__SOURCE DATA__.

- - -

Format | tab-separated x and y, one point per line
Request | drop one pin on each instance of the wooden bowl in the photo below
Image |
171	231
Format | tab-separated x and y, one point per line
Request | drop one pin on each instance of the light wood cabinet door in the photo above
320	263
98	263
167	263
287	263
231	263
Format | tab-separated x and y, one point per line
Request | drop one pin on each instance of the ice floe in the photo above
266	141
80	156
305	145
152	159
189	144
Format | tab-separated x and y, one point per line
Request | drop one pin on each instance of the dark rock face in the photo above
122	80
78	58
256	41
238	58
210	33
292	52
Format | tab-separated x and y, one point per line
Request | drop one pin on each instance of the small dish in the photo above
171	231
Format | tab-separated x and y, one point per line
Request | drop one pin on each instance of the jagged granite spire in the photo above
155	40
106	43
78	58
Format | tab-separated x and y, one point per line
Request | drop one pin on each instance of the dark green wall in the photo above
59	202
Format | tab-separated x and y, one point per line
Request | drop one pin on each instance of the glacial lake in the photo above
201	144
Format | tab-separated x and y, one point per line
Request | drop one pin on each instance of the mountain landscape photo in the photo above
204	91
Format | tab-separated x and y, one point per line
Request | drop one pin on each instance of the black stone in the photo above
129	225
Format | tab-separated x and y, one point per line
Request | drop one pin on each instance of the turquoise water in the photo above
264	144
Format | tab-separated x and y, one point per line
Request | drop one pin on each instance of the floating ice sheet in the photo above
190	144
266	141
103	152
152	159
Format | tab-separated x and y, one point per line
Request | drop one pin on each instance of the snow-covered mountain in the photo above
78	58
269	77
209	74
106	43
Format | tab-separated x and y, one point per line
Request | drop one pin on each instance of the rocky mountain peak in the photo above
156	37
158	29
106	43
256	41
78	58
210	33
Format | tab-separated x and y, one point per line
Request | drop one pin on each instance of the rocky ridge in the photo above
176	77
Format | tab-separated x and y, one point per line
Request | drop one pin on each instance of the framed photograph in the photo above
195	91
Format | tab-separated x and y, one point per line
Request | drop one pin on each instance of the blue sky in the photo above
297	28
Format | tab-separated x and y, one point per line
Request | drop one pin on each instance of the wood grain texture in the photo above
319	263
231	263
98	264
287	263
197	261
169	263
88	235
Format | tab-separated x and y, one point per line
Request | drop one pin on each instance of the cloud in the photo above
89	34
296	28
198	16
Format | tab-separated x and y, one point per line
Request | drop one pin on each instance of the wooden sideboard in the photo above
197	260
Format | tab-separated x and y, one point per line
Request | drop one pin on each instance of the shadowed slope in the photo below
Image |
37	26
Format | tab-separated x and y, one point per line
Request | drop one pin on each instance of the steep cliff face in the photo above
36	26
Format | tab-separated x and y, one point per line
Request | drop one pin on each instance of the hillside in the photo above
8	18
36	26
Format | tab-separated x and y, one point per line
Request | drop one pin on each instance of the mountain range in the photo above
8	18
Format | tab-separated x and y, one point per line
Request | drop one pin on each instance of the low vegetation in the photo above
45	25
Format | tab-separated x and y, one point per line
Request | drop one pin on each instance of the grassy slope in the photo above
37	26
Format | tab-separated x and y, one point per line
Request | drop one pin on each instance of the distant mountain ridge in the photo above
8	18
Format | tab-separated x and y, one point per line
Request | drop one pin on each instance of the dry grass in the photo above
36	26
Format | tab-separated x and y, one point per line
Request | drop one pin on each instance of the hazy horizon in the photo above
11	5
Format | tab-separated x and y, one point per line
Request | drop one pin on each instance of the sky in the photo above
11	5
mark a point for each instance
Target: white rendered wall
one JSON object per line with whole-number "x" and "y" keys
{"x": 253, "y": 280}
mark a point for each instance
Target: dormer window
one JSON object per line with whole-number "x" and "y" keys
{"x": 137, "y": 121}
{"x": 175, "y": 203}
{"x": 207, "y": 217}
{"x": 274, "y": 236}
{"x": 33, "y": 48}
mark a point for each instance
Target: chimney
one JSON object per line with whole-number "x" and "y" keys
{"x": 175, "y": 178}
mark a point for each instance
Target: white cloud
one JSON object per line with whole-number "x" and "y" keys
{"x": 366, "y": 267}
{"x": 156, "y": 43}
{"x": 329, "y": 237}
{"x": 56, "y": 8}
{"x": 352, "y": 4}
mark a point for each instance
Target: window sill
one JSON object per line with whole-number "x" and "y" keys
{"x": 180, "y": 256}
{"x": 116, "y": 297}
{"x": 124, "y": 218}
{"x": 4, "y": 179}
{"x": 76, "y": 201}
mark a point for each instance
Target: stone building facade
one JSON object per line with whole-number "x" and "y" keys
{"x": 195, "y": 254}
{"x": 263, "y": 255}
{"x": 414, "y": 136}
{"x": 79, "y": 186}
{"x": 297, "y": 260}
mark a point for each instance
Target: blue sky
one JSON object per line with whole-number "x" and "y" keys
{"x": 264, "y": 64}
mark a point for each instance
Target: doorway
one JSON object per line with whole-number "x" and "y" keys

- - -

__WHAT IS BEING ASKED__. Report every line of the entries that carries the word "white".

__OUTPUT OF THE TASK__.
Target: white rendered wall
Target: white cloud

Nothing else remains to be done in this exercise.